Problèmes à résoudre —
(1) D'après l'extrait sur le cirque capillaire, pourquoi les deux artistes mouillent-elles régulièrement leurs cheveux pendant le spectacle ? Répondez en une à trois phrases.
(2) Écrivez la suite de l'extrait sur le cirque capillaire, à partir de sa dernière phrase.

Extrait choisi —
'''

L’une est brune, l’autre rousse. L’une est fildefériste, l’autre trapéziste. Elice Abonce Muhonen et Sanja Kosonen sont toutes les deux circassiennes et finlandaises. Et ont les cheveux longs. Un détail important puisque tout le spectacle repose cette information. Marquée par un spectacle vu dans son enfance, Sanja décide, avec la complicité d’Elice, de remettre la technique de la suspension par les cheveux – technique de cirque ancestrale – au goût du jour.

Ainsi, pendant deux ans, elles vont travailler et s’entrainer pour créer un numéro insolite et original de cirque capillaire. « Nous avons une coiffure spéciale pour y parvenir et il faut évidemment y aller tout doucement. Le fait de mouiller nos cheveux régulièrement pendant le spectacle les rend plus élastiques », confie Elice Abonce Muhonen à la suite de la représentation. Une représentation qui a réuni les Rennais et les Rennaises dans la salle du Vieux Saint-Etienne.

'''

Données présentées —
'''

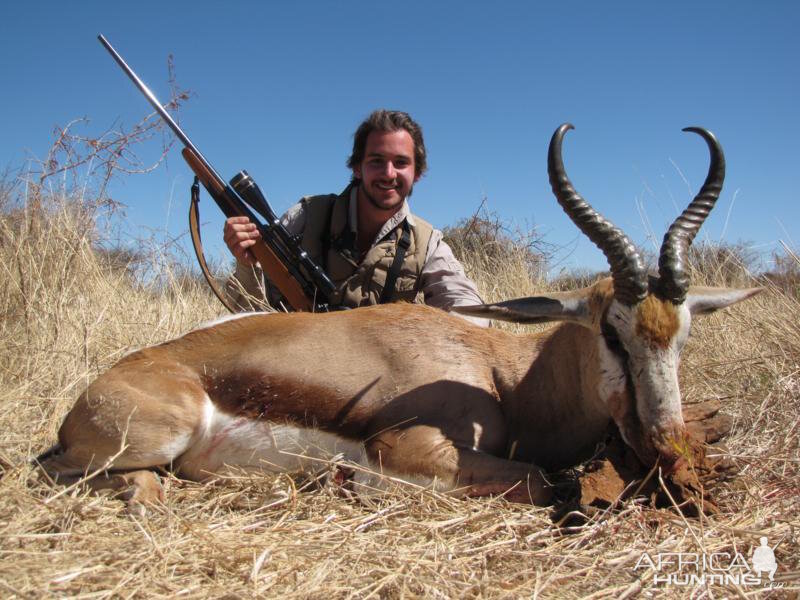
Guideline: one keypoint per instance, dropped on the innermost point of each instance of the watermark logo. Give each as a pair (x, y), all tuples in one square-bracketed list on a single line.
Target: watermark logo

'''

Réponses par exercice —
(1) Elles mouillent régulièrement leurs cheveux pendant le spectacle parce que, selon Elice Abonce Muhonen, cela les rend plus élastiques.

(2)
Ce soir-là, les spectateurs piqués par la curiosité s’empressent de s’installer sous les couvertures et attendent sagement, les yeux écarquillés, que les artistes dévoilent leur création.

Sur scène, deux chaises. Et une structure installée au-dessus, qui permettra aux deux circassiennes de s’élever et de s’envoler. Elles ont soigneusement tressés leurs cheveux, attachés en chignon sur le haut du crâne, dans lequel vient s’accrocher un anneau en fer. Une coiffure dévoilée après une chanson imaginée spécialement pour le spectacle, accompagnée à la guitare et au ukulélé. « Capilotractées… Capilotractées… Tirées par les cheveux… », chantent en chœur les deux complices du Galapiat Cirque.

Un petit air humoristique, simple et efficace qui annonce le thème de la soirée. Et c’est en effet un spectacle tiré par les cheveux qu’elles vont nous présenter. Théâtre, musique, danse, voltige… divers numéros se succèdent, entrecoupés d’intermèdes absurdes et burlesques alternant ainsi performances capillaires et divertissement clownesque.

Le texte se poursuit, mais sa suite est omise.